* [AUFGABEN]
**A.** Gib aus dem Textauszug zur Lebensqualität bei MS alles von „Andere Untersuchungen belegen, dass“ bis hinunter zu „aus dieser Perspektive.“ wortgetreu wieder.
**B.** Setze den Textauszug zur Lebensqualität bei MS nach seinem letzten Satz fort.

* [TEXTAUSZUG]
··········

Andere Untersuchungen belegen, dass Ärzt*innen nach wie vor zu behandelnde körperliche Einschränkungen und wahrscheinlich erwartbare Verschlechterungen in diesem Bereich in den Vordergrund stellen und dazu neigen, mögliche Verbesserungen der Lebensqualität durch bestimmte Maßnahmen zu überschätzen, während MS-Betroffene ihre Lebensqualität eher etwa durch emotionale Probleme, kognitive Schwierigkeiten, eine Beschneidung der Selbstautonomie oder einem Gefühl der Machtlosigkeit beeinträchtigt sehen. Gerade auch bei neurologischen Erkrankungen, die mit einer stark schwankenden Selbsteinschätzung einhergehen können, speist sich die Definition „patientenrelevanter“ Endpunkte sowie deren Gewichtung aktuell aber noch zu wenig aus dieser Perspektive.

··········

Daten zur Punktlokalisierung
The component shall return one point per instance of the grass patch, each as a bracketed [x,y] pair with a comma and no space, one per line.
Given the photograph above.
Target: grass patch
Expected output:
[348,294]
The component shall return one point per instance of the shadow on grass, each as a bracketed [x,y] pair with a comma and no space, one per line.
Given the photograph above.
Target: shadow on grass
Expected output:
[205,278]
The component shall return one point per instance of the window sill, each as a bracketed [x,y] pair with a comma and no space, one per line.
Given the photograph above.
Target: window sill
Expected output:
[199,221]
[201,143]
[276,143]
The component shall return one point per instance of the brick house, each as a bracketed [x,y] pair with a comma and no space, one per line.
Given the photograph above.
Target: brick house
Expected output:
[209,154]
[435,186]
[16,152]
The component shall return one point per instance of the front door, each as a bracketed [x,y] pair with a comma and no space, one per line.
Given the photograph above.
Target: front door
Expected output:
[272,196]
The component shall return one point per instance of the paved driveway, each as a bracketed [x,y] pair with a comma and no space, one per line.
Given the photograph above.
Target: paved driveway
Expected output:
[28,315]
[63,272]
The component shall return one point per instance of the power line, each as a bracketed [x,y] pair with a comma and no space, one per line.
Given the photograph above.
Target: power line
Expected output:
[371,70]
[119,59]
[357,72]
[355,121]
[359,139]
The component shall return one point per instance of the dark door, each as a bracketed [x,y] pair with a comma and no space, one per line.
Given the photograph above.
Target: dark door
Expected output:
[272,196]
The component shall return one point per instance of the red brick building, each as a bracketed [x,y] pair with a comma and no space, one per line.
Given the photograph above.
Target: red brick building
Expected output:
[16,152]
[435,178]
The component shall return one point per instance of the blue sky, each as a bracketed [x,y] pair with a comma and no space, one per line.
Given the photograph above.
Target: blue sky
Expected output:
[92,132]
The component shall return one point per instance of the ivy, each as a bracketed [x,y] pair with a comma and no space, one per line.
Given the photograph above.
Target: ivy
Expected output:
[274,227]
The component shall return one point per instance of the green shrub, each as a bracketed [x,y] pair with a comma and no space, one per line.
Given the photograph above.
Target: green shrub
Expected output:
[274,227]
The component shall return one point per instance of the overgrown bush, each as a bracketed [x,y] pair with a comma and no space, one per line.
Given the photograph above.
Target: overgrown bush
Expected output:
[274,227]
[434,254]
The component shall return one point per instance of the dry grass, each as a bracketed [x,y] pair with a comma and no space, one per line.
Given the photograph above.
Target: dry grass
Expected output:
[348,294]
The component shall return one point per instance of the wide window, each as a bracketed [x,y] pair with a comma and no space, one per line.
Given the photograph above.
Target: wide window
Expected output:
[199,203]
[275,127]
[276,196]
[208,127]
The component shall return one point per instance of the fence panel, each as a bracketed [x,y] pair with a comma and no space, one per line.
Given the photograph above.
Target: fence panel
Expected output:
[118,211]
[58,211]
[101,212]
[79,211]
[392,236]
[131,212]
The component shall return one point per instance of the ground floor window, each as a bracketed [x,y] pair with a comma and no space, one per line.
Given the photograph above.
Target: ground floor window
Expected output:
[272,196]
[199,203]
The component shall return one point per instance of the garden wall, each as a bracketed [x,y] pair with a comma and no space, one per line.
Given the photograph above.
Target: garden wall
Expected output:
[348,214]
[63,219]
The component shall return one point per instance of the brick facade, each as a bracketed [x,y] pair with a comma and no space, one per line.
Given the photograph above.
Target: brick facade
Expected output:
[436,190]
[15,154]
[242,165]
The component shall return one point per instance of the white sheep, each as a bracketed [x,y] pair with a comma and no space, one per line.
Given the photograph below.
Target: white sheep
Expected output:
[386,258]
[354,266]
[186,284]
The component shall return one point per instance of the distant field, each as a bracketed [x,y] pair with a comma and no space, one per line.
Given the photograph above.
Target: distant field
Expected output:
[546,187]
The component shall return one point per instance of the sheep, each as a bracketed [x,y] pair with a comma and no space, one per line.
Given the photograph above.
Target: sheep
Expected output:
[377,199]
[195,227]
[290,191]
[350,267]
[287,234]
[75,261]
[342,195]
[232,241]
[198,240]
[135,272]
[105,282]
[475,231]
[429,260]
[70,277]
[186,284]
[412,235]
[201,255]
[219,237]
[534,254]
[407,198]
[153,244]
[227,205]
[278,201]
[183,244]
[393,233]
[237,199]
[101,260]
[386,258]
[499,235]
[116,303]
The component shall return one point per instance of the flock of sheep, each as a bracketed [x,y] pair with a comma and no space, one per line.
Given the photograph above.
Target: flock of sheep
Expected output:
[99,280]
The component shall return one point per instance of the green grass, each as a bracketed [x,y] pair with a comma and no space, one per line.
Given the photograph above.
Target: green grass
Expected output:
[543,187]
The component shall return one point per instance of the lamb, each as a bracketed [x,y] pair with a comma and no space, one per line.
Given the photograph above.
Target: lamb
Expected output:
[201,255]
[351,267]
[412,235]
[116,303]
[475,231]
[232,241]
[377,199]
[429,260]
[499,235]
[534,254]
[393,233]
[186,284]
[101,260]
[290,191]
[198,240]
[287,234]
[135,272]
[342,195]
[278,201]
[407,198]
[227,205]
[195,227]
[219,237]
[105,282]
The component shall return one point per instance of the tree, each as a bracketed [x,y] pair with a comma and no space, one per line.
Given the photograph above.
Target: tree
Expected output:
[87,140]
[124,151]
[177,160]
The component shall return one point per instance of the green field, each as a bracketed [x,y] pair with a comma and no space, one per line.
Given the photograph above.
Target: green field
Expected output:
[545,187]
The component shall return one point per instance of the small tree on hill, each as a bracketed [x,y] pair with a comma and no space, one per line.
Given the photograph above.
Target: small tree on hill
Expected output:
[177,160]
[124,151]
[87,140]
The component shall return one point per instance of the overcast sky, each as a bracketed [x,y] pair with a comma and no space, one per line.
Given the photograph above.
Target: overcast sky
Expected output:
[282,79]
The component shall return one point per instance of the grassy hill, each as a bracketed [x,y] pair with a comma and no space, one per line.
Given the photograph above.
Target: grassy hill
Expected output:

··········

* [ERGEBNISSE JE AUFGABE]
**A.**
Andere Untersuchungen belegen, dass Ärzt*innen nach wie vor zu behandelnde körperliche Einschränkungen und wahrscheinlich erwartbare Verschlechterungen in diesem Bereich in den Vordergrund stellen und dazu neigen, mögliche Verbesserungen der Lebensqualität durch bestimmte Maßnahmen zu überschätzen, während MS-Betroffene ihre Lebensqualität eher etwa durch emotionale Probleme, kognitive Schwierigkeiten, eine Beschneidung der Selbstautonomie oder einem Gefühl der Machtlosigkeit beeinträchtigt sehen. Gerade auch bei neurologischen Erkrankungen, die mit einer stark schwankenden Selbsteinschätzung einhergehen können, speist sich die Definition „patientenrelevanter“ Endpunkte sowie deren Gewichtung aktuell aber noch zu wenig aus dieser Perspektive.

**B.**
Eine neuere Studie hat überdies gezeigt, dass eher „untypische“ Aspekte wie der Sinn für das Schöne, Dankbarkeit, Hoffnung und Lebenslust jeweils signifikant zur Lebensqualität von MS-Betroffenen beitragen können. So mag es also in jedem Fall sinnvoll sein, wenn Patient*innen die Möglichkeit haben, die ihnen wichtigen Bereiche bevorzugt selbst zu definieren oder auszuwählen. Zur Ermittlung relevanter Endpunkte auf Institutionsebene könnten auch Patientenvertreter*innen eingebunden werden.

Fragen und Potenzial

Unbestritten liegt die große Schwierigkeit darin, für ein subjektives Empfinden im Rahmen einer Bewertung relevante Endpunkte zu finden, die zuverlässig, statistisch validierbar und möglichst änderungssensitiv für Unterschiede im Zeitverlauf sind und sich direkt auf den Einfluss der Krankheit oder die medizinische Maßnahme zurückführen lassen. Das ist insbesondere dann wichtig, wenn sich eine verbesserte Lebensqualität nicht nur auf die Reduktion von Krankheitsaktivität beziehen soll, sondern auch Einschränkungen sichtbar macht, die ursächlich durch eine Therapie entstehen.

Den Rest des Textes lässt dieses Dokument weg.